Code Yarns ‍👨‍💻
Tech BlogPersonal Blog

CUDA: Memory Checker

📅 2011-Mar-07 ⬩ ✍️ Ashwin Nanjappa ⬩ 📚 Archive

 

CUDA essentially takes the programmer back to the old world of C where cowboys managed memory all by themselves. This means that memory bugs are sure to creep into even the most carefully written CUDA code!

The CUDA memory checker is one of the tools that can be used to detect and fix memory bugs. On Windows, the CUDA memory checker ships as a standalone program named cuda-memcheck.exe and can be found in the %CUDA_BIN_PATH% directory.

CUDA memory checker checks for 2 kinds of memory bugs: out-of-bounds and misaligned accesses in global memory. Here is a simple CUDA program with one such memory bug:

__global__ void fooKernel(const int* inArr, int num, int* outArr)
{
    const int threadNum    = gridDim.x * blockDim.x;
    const int curThreadIdx = (blockIdx.x * blockDim.x) + threadIdx.x;

    for (int i = curThreadIdx; i < num; i += threadNum)
        outArr[i] = inArr[i] + inArr[i + 1];

    return;
}

int main()
{
    // Allocate memory

    const int num   = 100;
    int* dInArr     = NULL;
    int* dOutArr    = NULL;
    const int size  = num * sizeof(*dInArr);

    cudaMalloc(&dInArr, size);
    cudaMalloc(&dOutArr, size);

    // Compute

    const int blocksPerGrid     = 128;
    const int threadsPerBlock   = 128;

    fooKernel<<<blocksPerGrid, threadsPerBlock>>>(dInArr, num, dOutArr);

    // Free memory

    cudaFree(dInArr);
    cudaFree(dOutArr);

    return 0;
}

fooKernel is doing one iteration of the prefix scan algorithm, adding each element of the input array with its next element and storing that result. The thread accessing the last element [99] will also access [100], which is out-of-bounds of the input array.

▶ [DATASET ENTRIES]
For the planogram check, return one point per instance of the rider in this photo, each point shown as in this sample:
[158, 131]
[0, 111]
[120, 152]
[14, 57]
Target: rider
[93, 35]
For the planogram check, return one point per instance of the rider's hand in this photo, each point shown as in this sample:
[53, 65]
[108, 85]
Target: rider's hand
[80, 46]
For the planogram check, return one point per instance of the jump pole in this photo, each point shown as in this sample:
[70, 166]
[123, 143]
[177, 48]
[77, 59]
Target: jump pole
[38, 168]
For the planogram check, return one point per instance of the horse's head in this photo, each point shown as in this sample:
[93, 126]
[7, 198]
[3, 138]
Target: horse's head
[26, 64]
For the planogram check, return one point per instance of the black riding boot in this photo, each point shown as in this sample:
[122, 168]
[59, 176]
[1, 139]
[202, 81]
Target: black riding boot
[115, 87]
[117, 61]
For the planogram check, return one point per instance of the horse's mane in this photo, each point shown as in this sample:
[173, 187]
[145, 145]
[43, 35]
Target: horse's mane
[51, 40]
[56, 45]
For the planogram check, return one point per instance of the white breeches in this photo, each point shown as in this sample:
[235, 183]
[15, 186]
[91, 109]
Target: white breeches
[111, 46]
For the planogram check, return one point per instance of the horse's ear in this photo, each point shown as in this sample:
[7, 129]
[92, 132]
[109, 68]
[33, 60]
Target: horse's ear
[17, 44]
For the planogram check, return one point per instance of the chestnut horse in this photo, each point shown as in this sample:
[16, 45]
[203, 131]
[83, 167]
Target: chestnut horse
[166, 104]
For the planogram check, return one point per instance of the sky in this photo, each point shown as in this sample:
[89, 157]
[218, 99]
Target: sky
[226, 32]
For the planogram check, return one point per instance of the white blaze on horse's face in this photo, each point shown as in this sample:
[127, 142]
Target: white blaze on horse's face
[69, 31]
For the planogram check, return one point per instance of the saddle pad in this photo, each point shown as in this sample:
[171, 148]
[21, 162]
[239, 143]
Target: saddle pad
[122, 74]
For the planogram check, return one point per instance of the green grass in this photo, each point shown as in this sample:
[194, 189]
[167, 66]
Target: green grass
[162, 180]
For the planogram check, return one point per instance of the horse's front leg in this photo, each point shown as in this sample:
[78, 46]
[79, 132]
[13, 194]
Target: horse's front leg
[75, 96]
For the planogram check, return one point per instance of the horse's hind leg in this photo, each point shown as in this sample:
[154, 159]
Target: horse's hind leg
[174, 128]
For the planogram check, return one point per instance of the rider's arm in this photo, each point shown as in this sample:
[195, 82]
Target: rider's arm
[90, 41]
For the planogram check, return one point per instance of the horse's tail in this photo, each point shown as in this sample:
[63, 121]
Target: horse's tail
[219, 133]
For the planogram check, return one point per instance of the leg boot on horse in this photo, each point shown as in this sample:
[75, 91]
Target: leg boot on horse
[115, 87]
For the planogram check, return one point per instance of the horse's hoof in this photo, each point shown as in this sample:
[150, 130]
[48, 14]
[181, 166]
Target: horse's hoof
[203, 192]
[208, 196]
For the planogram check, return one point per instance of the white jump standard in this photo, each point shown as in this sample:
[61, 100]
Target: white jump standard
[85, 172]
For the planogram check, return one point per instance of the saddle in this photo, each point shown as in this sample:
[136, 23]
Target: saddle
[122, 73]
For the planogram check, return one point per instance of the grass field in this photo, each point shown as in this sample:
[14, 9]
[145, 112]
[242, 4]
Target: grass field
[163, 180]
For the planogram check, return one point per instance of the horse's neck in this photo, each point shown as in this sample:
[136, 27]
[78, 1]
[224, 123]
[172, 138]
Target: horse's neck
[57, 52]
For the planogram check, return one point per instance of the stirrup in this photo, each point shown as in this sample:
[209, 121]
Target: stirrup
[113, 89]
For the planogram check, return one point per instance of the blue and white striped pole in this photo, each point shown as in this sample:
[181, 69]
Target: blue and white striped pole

▶ [GOAL OF THE EXERCISE]
Write the next part of the CUDA memory checker post, starting right after its last sentence.

▶ [RESULT OF THIS EXERCISE]
Such bugs execute silently producing puzzling results and can escape all kinds of CUDA error checking done by the astute programmer.

When this program is executed with the CUDA memory checker, the memory bug is detected:

$> cuda-memcheck Foo.exe
========= CUDA-MEMCHECK
========= Invalid __global__ read of size 4
=========     at 0x00000070 in fooKernel
=========     by thread (99,0,0) in block (0,0)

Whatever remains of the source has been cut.